- [WHAT IS NEEDED] Give back every line of the material below that has the string "navy".
######
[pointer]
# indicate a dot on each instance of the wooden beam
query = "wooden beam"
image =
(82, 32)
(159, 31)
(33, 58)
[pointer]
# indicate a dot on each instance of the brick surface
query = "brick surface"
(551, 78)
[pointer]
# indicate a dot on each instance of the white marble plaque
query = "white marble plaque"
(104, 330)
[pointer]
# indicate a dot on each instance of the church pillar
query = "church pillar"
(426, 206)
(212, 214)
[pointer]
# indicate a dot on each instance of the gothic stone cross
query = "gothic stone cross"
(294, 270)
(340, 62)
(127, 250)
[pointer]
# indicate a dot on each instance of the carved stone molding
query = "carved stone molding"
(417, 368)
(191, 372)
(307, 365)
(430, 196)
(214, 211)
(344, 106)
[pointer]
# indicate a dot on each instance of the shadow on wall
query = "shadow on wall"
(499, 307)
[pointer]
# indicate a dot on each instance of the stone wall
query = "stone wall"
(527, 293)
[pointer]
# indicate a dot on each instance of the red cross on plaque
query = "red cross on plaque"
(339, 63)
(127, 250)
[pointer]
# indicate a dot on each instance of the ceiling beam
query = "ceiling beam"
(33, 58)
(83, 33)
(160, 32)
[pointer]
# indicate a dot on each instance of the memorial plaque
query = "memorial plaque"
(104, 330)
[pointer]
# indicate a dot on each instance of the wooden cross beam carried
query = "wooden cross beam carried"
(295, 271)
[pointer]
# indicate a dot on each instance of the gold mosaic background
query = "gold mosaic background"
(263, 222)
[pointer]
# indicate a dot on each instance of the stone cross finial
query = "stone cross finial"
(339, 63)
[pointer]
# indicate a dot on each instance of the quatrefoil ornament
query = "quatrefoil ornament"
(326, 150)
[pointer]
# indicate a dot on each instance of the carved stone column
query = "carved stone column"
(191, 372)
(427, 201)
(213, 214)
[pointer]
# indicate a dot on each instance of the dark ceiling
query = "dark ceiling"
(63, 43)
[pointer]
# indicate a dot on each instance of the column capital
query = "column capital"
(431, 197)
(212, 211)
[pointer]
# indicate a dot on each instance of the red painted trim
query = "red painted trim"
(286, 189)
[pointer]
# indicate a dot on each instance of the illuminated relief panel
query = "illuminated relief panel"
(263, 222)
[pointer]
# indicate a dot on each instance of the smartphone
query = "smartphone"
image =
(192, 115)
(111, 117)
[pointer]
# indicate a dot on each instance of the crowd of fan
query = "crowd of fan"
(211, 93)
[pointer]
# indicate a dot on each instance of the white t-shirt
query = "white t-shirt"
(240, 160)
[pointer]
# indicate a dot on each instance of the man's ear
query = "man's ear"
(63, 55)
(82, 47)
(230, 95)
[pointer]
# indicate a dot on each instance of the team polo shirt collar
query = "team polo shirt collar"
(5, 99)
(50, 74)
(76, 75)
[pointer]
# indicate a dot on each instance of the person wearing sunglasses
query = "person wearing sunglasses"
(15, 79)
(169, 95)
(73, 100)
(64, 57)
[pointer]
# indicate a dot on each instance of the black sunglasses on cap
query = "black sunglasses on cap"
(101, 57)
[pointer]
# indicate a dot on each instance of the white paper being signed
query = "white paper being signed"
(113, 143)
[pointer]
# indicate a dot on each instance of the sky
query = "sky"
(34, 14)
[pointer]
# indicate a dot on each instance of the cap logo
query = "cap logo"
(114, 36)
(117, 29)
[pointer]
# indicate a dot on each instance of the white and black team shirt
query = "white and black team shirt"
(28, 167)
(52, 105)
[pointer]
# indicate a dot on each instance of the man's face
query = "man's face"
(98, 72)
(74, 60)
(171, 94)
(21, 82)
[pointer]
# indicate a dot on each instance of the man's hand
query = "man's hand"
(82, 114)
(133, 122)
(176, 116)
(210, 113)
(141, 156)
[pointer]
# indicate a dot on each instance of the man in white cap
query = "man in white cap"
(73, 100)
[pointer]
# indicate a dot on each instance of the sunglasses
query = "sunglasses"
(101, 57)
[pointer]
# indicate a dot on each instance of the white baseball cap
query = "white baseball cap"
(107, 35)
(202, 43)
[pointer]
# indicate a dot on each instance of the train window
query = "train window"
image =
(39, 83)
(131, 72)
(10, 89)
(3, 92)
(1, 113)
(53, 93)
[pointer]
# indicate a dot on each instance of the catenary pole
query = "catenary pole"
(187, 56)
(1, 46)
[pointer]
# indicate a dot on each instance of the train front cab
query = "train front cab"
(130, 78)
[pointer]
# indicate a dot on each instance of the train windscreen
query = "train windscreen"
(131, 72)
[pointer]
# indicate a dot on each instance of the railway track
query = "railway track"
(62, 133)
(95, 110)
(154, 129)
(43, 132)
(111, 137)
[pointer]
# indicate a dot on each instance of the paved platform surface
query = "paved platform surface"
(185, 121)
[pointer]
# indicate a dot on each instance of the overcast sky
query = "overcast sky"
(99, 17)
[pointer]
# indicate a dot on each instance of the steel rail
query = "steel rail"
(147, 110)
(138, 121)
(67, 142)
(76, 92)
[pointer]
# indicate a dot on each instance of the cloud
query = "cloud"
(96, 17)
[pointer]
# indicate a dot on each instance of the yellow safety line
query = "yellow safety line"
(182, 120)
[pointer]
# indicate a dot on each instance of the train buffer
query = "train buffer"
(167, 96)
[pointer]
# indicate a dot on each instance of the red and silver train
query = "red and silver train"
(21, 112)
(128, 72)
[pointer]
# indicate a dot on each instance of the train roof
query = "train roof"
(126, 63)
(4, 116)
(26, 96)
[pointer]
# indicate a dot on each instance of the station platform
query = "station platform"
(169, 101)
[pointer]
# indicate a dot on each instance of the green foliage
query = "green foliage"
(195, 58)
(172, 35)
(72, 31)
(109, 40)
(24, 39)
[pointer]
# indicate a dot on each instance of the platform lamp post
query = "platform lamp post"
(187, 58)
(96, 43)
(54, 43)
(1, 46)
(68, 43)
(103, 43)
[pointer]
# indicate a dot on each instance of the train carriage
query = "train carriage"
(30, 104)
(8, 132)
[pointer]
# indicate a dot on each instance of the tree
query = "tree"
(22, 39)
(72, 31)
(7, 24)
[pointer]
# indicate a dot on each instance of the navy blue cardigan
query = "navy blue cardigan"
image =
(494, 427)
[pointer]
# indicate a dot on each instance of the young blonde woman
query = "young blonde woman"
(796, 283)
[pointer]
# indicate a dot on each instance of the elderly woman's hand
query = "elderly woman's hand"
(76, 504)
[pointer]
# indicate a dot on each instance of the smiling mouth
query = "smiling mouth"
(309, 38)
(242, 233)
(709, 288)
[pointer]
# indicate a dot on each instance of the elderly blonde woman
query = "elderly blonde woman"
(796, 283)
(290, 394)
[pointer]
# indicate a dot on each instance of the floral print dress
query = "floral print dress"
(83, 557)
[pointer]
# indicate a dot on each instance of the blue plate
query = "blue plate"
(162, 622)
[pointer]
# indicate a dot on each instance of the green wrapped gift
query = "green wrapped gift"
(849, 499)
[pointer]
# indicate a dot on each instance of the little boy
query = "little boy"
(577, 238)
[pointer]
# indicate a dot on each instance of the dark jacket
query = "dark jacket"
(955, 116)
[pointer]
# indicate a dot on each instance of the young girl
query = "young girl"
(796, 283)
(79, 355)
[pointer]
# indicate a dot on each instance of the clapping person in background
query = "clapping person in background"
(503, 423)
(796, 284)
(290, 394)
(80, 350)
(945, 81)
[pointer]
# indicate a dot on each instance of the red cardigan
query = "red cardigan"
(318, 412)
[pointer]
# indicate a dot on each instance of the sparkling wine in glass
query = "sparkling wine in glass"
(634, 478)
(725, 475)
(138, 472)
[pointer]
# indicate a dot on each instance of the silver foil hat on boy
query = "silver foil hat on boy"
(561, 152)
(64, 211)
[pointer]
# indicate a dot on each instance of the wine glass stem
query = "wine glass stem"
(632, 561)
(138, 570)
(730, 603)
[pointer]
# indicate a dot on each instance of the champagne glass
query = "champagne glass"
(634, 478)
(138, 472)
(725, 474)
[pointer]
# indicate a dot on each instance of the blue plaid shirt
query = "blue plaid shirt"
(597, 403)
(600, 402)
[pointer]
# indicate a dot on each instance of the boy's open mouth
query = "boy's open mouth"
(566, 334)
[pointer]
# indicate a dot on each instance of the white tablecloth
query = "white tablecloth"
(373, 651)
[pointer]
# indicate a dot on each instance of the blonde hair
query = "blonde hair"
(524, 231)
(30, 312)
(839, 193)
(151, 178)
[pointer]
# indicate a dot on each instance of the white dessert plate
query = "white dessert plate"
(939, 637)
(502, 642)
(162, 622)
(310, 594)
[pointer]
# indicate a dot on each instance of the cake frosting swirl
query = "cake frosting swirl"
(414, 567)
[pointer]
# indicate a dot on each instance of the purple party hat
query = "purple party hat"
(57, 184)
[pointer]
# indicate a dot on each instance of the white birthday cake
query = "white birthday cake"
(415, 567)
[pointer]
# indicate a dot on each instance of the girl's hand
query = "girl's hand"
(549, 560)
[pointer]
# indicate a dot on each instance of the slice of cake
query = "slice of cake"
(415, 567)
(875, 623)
######
- [COMPLETED TASK]
# indicate a dot on each instance of the navy blue cardigan
query = "navy blue cardigan"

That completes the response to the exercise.